- [DESCRIPTION OF THE TASK] Turn every line of the material below into a Markdown table with two columns, n for the row number and Line for the text of that line, and leave out blank lines.

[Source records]
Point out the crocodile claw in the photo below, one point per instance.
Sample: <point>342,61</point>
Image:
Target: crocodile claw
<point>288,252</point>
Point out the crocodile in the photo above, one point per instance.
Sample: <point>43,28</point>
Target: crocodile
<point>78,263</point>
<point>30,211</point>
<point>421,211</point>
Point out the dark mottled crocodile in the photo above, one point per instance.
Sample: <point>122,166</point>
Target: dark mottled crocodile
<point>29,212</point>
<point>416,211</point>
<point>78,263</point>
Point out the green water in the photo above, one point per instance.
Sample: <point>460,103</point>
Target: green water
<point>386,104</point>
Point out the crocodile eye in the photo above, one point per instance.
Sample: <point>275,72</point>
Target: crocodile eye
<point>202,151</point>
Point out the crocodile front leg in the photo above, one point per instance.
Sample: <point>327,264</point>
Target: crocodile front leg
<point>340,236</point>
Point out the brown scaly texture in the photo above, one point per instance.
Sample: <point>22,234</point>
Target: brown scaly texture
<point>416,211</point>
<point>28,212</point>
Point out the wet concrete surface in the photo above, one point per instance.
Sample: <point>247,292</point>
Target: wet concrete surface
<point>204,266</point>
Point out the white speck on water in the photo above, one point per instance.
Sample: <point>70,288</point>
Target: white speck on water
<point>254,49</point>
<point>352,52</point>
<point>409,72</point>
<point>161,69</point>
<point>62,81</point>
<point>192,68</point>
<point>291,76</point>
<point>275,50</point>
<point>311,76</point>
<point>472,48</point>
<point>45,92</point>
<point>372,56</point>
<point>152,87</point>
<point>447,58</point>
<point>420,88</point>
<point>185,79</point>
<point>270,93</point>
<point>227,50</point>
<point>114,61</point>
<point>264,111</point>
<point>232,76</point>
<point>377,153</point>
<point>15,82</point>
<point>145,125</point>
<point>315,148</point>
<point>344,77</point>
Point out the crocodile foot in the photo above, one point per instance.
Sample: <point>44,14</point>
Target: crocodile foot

- [FULL RESPONSE]
| n | Line |
|---|---|
| 1 | Point out the crocodile claw in the photo below, one point per instance. |
| 2 | Sample: <point>342,61</point> |
| 3 | Image: |
| 4 | Target: crocodile claw |
| 5 | <point>288,252</point> |
| 6 | Point out the crocodile in the photo above, one point per instance. |
| 7 | Sample: <point>43,28</point> |
| 8 | Target: crocodile |
| 9 | <point>78,263</point> |
| 10 | <point>30,211</point> |
| 11 | <point>421,211</point> |
| 12 | Point out the dark mottled crocodile in the photo above, one point per instance. |
| 13 | Sample: <point>122,166</point> |
| 14 | Target: dark mottled crocodile |
| 15 | <point>29,212</point> |
| 16 | <point>416,211</point> |
| 17 | <point>78,263</point> |
| 18 | Point out the green water in the photo above, one point per instance. |
| 19 | Sample: <point>460,103</point> |
| 20 | Target: green water |
| 21 | <point>386,104</point> |
| 22 | Point out the crocodile eye in the photo above, one point per instance. |
| 23 | Sample: <point>275,72</point> |
| 24 | Target: crocodile eye |
| 25 | <point>202,151</point> |
| 26 | Point out the crocodile front leg in the photo above, one point per instance. |
| 27 | Sample: <point>327,264</point> |
| 28 | Target: crocodile front leg |
| 29 | <point>340,236</point> |
| 30 | Point out the brown scaly texture in the photo above, one point per instance. |
| 31 | Sample: <point>22,234</point> |
| 32 | Target: brown scaly texture |
| 33 | <point>416,211</point> |
| 34 | <point>28,212</point> |
| 35 | Point out the wet concrete surface in the photo above, one point per instance. |
| 36 | Sample: <point>247,292</point> |
| 37 | Target: wet concrete surface |
| 38 | <point>204,266</point> |
| 39 | Point out the white speck on water in the photo above, one point per instance. |
| 40 | Sample: <point>70,288</point> |
| 41 | Target: white speck on water |
| 42 | <point>254,49</point> |
| 43 | <point>352,52</point> |
| 44 | <point>409,72</point> |
| 45 | <point>161,69</point> |
| 46 | <point>62,81</point> |
| 47 | <point>192,68</point> |
| 48 | <point>291,76</point> |
| 49 | <point>275,50</point> |
| 50 | <point>311,76</point> |
| 51 | <point>472,48</point> |
| 52 | <point>45,92</point> |
| 53 | <point>372,56</point> |
| 54 | <point>152,87</point> |
| 55 | <point>447,58</point> |
| 56 | <point>420,88</point> |
| 57 | <point>185,79</point> |
| 58 | <point>270,93</point> |
| 59 | <point>227,50</point> |
| 60 | <point>114,61</point> |
| 61 | <point>264,111</point> |
| 62 | <point>232,76</point> |
| 63 | <point>377,153</point> |
| 64 | <point>15,82</point> |
| 65 | <point>145,125</point> |
| 66 | <point>315,148</point> |
| 67 | <point>344,77</point> |
| 68 | Point out the crocodile foot in the photo above, one point per instance. |
| 69 | Sample: <point>44,14</point> |
| 70 | Target: crocodile foot |